Aim of the task: Your task is to print all of the entries exactly, though the pictures should not be included.

Supplied data:

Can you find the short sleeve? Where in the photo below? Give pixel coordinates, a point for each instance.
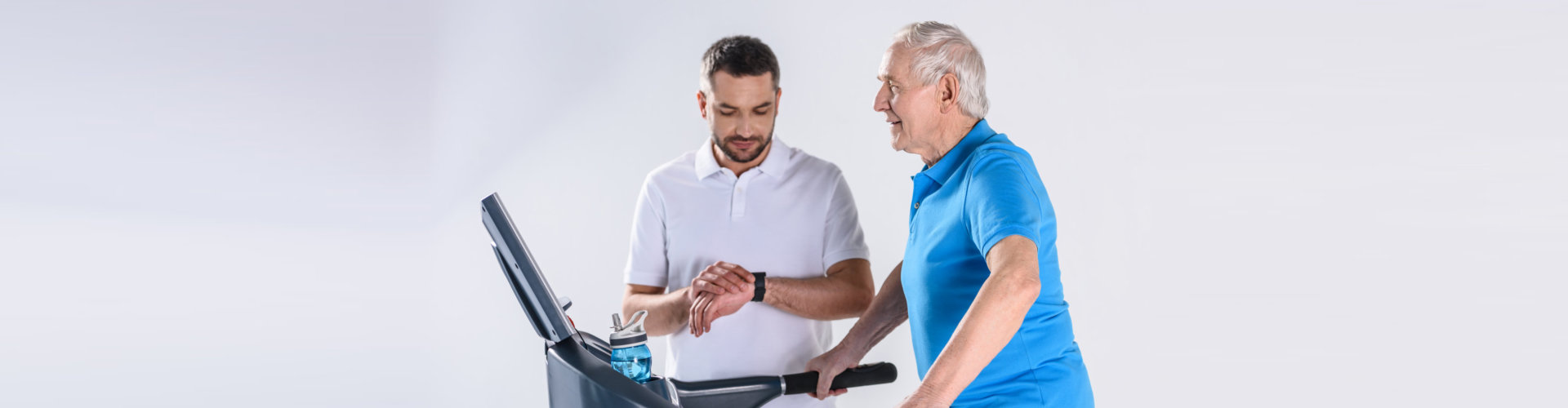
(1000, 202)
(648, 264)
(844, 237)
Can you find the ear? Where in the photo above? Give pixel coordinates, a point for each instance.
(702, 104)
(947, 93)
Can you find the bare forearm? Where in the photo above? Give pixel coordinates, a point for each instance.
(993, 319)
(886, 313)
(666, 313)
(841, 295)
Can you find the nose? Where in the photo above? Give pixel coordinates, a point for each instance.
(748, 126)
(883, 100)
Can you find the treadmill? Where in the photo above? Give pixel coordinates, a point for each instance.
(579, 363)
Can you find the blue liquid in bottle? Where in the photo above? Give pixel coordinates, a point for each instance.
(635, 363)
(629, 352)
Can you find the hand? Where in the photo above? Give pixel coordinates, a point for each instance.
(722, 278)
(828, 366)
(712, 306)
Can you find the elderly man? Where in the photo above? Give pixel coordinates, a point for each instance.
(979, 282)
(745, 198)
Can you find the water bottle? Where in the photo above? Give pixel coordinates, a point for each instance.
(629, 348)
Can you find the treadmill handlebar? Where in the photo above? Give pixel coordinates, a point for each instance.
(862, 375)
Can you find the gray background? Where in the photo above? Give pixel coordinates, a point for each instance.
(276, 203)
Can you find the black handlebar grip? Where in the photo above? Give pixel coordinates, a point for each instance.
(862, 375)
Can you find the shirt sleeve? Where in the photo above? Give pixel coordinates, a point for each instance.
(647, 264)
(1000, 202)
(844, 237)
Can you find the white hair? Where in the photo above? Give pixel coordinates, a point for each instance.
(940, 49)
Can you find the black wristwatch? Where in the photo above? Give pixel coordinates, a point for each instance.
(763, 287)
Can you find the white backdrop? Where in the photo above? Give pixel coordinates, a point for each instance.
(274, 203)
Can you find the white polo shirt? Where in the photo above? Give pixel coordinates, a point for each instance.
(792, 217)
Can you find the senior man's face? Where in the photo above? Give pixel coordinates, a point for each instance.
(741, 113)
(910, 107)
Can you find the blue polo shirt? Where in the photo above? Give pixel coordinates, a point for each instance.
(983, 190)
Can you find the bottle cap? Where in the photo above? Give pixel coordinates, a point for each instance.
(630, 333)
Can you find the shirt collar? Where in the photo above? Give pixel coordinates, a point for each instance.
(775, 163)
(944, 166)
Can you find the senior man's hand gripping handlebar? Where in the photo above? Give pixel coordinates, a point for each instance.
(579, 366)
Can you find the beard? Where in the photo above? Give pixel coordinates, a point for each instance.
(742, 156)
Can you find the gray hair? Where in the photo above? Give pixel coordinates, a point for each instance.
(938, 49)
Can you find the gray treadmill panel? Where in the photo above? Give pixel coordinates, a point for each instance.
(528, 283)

Answer space:
Can you find the short sleeve? Where in the photo below? Give pixel coordinates, a point for each instance.
(1000, 202)
(648, 264)
(844, 237)
Can you find the ear? Where in the photo above? Give pixel coordinates, a point for each instance.
(702, 104)
(947, 93)
Can you find the bare forearm? Where in the photo above? Give pixel coordinates, a point for each instance.
(993, 319)
(886, 313)
(666, 313)
(841, 295)
Can you find the nose? Where in the photo above? Give pixel coordinates, a point for each instance.
(748, 126)
(883, 100)
Can you find the treadmill? Where in the photo above? Give pixel coordinates, a point for each instance.
(579, 363)
Can you find the blue liquid in bottle? Where in the photo above? Give pixel coordinates, a point for each instance.
(635, 363)
(629, 352)
Can you find the hand? Where in the photo above? Give pixel coordinates, a point for each instance.
(722, 278)
(828, 366)
(712, 306)
Can you find the elderly man? Where in the photo above? Give pixel coordinates, a point for each instance.
(979, 282)
(745, 198)
Can you find the water bottle? Where in the photo above? Give pixel coordinates, a point for each instance.
(629, 348)
Can you find the treadmill handlebar? Where in the photo above? Give pixel coordinates, a point for each instance.
(862, 375)
Can you find the gray background? Where in the photo above? Give pixel coordinates, a point for each instance.
(276, 203)
Can you find the black handlebar grip? Where in the photo above? Give pixel coordinates, a point for each instance.
(862, 375)
Can you find the shirt sleeve? Where in the photo above? Give pixel coordinates, a point for each instance.
(647, 264)
(1000, 202)
(844, 237)
Can you find the white hair? Where in the photo above? Give pixel coordinates, a point for each instance.
(940, 49)
Can you find the black wristwatch? Where in the photo above? Give pixel coordinates, a point for each instance.
(763, 287)
Can you find the white backdrop? Where in the photo above? Give pixel coordinates, a point for each instance.
(274, 203)
Can you find the white polo shirt? Where in the photo above? Give pixel coordinates, a point for each instance.
(792, 217)
Can you find the senior man's face? Where in the photo above? Give pixel coordinates, a point for each instance.
(741, 113)
(910, 107)
Can you find the blue polo shirt? Where in the photo above? Give pixel coordinates, a point for each instance.
(983, 190)
Can you find the bottle cap? Where in the photo above? Give pixel coordinates, a point for each instance.
(630, 333)
Can you find the shirt collar? Where in the photo above? Give pixel coordinates, a point for each instance.
(775, 163)
(944, 166)
Can you find the senior man's hand gripping handlebar? Where in the photo above? Give pixel coordinates, a point for each instance.
(579, 366)
Can you find the beard? Where in the photo above? Give pixel coordinates, a point for each instance.
(742, 156)
Can you find the gray hair? Where in the photo above? Give pixel coordinates, a point for each instance.
(938, 49)
Can you find the gray treadmill panel? Where in the photo above? Give pixel coordinates, a point for each instance.
(528, 283)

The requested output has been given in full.